Records contained in a dataset:
·····

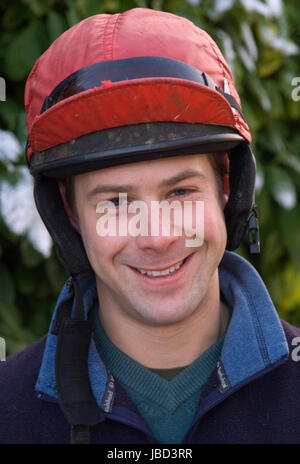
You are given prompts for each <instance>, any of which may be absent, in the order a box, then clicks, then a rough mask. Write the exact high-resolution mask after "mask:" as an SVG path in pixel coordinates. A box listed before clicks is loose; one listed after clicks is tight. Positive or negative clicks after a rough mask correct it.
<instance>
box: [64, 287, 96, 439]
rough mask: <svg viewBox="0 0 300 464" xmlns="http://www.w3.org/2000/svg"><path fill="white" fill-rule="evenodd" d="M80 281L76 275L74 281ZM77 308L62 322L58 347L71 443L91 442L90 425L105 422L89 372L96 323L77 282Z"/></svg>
mask: <svg viewBox="0 0 300 464" xmlns="http://www.w3.org/2000/svg"><path fill="white" fill-rule="evenodd" d="M75 281H76V280H75V279H74V278H73V284H74V282H75ZM73 288H74V291H75V301H76V307H75V312H74V314H73V317H76V319H70V318H64V319H63V321H62V322H61V325H60V328H59V332H58V338H57V349H56V363H55V373H56V385H57V391H58V396H59V403H60V406H61V409H62V410H63V412H64V414H65V417H66V419H67V421H68V422H69V424H71V427H72V428H71V442H72V443H88V442H89V430H88V428H89V426H92V425H95V424H98V423H100V422H103V421H104V415H103V412H102V411H101V409H100V408H99V406H98V404H97V402H96V400H95V397H94V395H93V392H92V389H91V385H90V381H89V374H88V350H89V345H90V341H91V337H92V334H93V330H94V326H93V323H92V322H91V321H88V320H83V319H79V318H80V317H84V316H83V305H82V297H81V295H80V290H79V285H78V283H77V282H76V284H75V285H73Z"/></svg>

·····

» Activity
What is needed is an exact copy of the lines from the one containing "box: [64, 287, 96, 439]" through the last line of the records above, both included.

» Final answer
box: [64, 287, 96, 439]
rough mask: <svg viewBox="0 0 300 464" xmlns="http://www.w3.org/2000/svg"><path fill="white" fill-rule="evenodd" d="M80 281L76 275L74 281ZM77 308L62 322L58 347L71 443L91 442L90 425L105 422L89 372L96 323L77 282Z"/></svg>
mask: <svg viewBox="0 0 300 464" xmlns="http://www.w3.org/2000/svg"><path fill="white" fill-rule="evenodd" d="M75 281H76V280H75V279H74V278H73V284H74V282H75ZM73 288H74V291H75V301H76V307H75V312H74V314H73V317H76V319H70V318H64V319H63V321H62V322H61V325H60V328H59V332H58V338H57V349H56V363H55V373H56V385H57V391H58V396H59V403H60V406H61V409H62V410H63V412H64V414H65V417H66V419H67V421H68V422H69V424H71V427H72V428H71V442H72V443H88V442H89V430H88V428H89V426H92V425H95V424H98V423H100V422H103V421H104V415H103V412H102V411H101V409H100V408H99V406H98V404H97V402H96V400H95V397H94V395H93V392H92V389H91V385H90V381H89V374H88V350H89V345H90V341H91V337H92V334H93V330H94V326H93V323H92V322H91V321H88V320H83V319H79V318H80V317H84V316H83V305H82V297H81V295H80V290H79V285H78V283H77V282H76V284H75V285H73Z"/></svg>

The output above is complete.